→ **PROBLEM DESCRIPTION**
Copy out the entries below in full and exactly.
┄┄┄┄┄┄
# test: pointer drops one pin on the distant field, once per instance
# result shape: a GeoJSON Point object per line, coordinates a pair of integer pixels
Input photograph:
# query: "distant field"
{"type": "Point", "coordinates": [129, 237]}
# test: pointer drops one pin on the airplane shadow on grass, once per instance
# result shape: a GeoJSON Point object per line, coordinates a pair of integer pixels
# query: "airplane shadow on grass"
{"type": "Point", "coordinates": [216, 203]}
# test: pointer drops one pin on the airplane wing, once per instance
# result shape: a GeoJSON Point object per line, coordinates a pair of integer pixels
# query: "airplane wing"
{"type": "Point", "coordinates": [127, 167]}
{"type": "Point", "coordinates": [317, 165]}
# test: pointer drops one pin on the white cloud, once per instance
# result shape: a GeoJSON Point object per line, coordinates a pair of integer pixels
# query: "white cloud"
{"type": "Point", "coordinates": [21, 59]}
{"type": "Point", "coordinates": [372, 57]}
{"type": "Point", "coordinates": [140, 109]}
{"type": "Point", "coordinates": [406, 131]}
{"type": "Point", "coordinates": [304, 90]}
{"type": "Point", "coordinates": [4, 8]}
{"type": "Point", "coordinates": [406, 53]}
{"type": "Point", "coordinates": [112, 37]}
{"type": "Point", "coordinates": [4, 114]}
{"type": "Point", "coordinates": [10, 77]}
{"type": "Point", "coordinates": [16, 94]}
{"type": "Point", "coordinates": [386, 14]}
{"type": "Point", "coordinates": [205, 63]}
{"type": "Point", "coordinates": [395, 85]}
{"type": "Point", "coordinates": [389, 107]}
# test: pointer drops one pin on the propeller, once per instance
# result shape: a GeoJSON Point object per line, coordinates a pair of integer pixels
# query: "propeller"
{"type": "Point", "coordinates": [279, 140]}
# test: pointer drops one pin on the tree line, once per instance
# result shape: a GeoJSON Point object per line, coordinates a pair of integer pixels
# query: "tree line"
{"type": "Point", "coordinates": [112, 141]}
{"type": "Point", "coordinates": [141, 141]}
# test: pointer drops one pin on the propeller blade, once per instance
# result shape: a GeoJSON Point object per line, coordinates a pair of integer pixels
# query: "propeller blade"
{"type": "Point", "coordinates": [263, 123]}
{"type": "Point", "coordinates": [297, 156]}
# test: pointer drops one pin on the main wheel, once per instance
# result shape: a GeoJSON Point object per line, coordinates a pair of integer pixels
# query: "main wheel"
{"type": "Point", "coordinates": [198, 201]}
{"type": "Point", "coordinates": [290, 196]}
┄┄┄┄┄┄
→ **YOUR SOLUTION**
# test: pointer drops one pin on the distant field, once per instance
# result shape: a GeoJSON Point object per line, coordinates a pair of integer pixels
Input photograph:
# query: "distant field"
{"type": "Point", "coordinates": [129, 237]}
# test: pointer drops one pin on the airplane shadow on grass, once per instance
# result shape: a GeoJSON Point object per line, coordinates a pair of integer pixels
# query: "airplane shadow on grass"
{"type": "Point", "coordinates": [216, 203]}
# test: pointer drops one pin on the airplane wing, once per instance
# result shape: a GeoJSON Point object per line, coordinates a pair of integer pixels
# query: "airplane wing"
{"type": "Point", "coordinates": [127, 167]}
{"type": "Point", "coordinates": [317, 165]}
# test: pointer drops one pin on the white cloud, once per instance
# result shape: a GeoJSON Point object per line, coordinates a pair of integer pixels
# query: "white cloud"
{"type": "Point", "coordinates": [21, 59]}
{"type": "Point", "coordinates": [372, 57]}
{"type": "Point", "coordinates": [140, 109]}
{"type": "Point", "coordinates": [406, 131]}
{"type": "Point", "coordinates": [304, 90]}
{"type": "Point", "coordinates": [4, 8]}
{"type": "Point", "coordinates": [406, 53]}
{"type": "Point", "coordinates": [112, 37]}
{"type": "Point", "coordinates": [4, 114]}
{"type": "Point", "coordinates": [10, 77]}
{"type": "Point", "coordinates": [16, 94]}
{"type": "Point", "coordinates": [386, 14]}
{"type": "Point", "coordinates": [205, 63]}
{"type": "Point", "coordinates": [395, 85]}
{"type": "Point", "coordinates": [389, 107]}
# test: pointer drops one pin on the propeller, once per instance
# result shape: a GeoJSON Point object per line, coordinates a pair of integer pixels
# query: "propeller"
{"type": "Point", "coordinates": [279, 140]}
# test: pointer drops one pin on the tree line, once per instance
# result shape: a GeoJSON Point object per line, coordinates a pair of integer pixels
# query: "tree line"
{"type": "Point", "coordinates": [112, 141]}
{"type": "Point", "coordinates": [141, 141]}
# test: pointer drops one pin on the propeller blade, once per instance
# result shape: a GeoJSON Point object per line, coordinates a pair of integer pixels
# query: "propeller blade"
{"type": "Point", "coordinates": [263, 123]}
{"type": "Point", "coordinates": [297, 156]}
# test: pointer drops one pin on the main wheel, once per instance
# result shape: a GeoJSON Point object per line, coordinates a pair of integer pixels
# query: "main wheel"
{"type": "Point", "coordinates": [198, 201]}
{"type": "Point", "coordinates": [290, 196]}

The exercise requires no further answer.